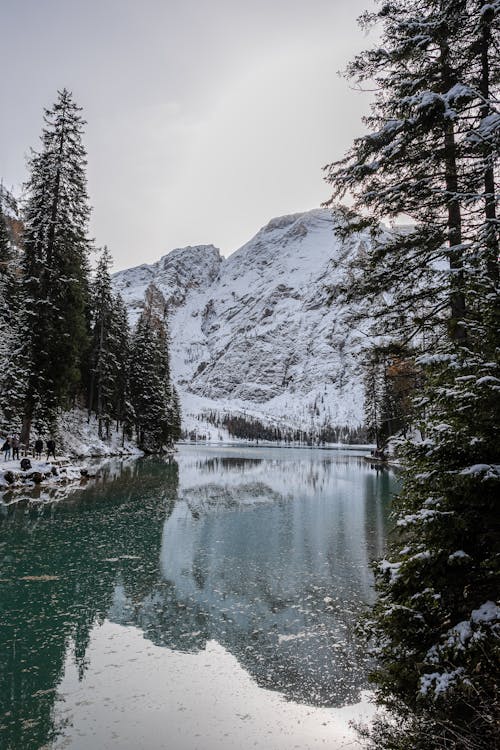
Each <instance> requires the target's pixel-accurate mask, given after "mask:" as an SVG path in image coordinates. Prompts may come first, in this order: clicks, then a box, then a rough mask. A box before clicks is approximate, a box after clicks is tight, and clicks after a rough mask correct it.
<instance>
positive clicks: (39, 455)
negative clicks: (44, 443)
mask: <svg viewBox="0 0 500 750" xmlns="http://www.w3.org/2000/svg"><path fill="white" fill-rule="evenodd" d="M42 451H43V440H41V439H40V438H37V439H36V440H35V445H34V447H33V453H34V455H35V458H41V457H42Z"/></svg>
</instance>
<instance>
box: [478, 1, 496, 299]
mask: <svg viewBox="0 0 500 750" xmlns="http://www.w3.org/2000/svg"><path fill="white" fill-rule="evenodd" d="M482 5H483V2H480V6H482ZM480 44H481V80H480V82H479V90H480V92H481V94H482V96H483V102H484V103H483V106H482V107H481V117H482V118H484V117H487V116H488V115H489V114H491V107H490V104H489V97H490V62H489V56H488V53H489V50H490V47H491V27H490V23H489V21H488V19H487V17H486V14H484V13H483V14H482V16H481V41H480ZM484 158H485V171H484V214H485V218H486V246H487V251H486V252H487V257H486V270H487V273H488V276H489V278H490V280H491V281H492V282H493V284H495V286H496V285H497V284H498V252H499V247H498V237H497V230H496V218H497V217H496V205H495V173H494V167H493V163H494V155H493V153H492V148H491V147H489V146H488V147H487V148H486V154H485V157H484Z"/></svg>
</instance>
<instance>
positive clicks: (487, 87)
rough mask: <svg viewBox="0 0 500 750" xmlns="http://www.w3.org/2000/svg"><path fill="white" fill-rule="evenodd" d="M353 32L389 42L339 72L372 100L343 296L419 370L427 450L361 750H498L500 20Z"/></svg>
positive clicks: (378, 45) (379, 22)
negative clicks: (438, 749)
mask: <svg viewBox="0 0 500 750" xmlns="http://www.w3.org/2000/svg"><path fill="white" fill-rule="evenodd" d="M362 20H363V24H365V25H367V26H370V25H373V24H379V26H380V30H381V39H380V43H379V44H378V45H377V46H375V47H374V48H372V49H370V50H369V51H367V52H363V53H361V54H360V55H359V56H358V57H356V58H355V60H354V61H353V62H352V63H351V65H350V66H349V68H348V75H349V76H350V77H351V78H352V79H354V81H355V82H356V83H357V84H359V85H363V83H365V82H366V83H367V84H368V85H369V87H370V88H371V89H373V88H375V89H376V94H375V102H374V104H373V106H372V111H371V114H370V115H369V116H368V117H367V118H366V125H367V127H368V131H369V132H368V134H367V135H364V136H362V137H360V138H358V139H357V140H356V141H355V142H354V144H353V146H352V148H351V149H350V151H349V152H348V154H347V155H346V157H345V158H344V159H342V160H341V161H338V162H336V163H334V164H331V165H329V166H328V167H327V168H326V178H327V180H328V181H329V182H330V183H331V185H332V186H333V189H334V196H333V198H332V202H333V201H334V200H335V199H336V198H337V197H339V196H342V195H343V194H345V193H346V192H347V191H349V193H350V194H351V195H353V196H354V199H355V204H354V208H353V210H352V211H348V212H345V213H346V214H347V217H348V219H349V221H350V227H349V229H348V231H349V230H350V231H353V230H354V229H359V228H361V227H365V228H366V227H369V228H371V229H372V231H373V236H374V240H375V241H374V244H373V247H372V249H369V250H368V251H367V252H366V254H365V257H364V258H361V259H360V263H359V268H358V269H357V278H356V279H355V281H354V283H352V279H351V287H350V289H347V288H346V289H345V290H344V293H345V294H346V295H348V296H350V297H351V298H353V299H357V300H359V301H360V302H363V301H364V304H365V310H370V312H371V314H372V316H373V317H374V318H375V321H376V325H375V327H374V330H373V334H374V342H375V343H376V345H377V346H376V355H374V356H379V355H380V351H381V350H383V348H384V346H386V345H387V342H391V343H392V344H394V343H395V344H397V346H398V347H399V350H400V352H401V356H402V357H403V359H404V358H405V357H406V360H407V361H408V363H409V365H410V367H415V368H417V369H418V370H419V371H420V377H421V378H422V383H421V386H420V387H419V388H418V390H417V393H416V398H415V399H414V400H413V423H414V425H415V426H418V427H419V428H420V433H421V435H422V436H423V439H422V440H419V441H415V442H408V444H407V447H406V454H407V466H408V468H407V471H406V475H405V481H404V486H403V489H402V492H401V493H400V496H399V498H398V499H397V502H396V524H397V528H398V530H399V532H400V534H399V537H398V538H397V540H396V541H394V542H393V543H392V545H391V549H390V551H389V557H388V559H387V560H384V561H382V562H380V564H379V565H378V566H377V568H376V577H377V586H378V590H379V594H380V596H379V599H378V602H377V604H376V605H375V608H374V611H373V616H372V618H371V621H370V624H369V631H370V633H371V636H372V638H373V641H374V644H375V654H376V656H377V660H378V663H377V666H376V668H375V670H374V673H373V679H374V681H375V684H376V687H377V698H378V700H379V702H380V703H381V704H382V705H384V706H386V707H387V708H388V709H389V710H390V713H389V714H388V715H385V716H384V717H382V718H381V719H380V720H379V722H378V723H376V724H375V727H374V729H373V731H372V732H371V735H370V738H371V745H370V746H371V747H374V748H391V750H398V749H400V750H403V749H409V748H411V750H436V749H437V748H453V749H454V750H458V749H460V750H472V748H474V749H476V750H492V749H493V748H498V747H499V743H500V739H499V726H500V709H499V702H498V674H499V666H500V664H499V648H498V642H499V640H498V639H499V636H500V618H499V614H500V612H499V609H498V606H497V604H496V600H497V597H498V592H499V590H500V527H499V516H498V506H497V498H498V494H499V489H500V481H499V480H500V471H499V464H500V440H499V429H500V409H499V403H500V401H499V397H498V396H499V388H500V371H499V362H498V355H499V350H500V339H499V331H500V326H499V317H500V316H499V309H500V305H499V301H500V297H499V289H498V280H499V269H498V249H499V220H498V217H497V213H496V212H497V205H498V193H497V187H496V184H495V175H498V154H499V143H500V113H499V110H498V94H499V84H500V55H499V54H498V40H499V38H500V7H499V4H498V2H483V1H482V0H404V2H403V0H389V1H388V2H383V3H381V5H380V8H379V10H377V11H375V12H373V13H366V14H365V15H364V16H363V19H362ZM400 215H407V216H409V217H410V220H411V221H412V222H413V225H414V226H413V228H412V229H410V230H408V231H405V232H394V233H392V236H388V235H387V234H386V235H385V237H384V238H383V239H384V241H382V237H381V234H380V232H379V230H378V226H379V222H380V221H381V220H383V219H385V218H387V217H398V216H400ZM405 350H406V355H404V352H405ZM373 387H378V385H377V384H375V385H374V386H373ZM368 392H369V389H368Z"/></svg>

> Task description:
How many lines of the material contain the word "positive"? Reply with the number alone.

> Completed exercise:
3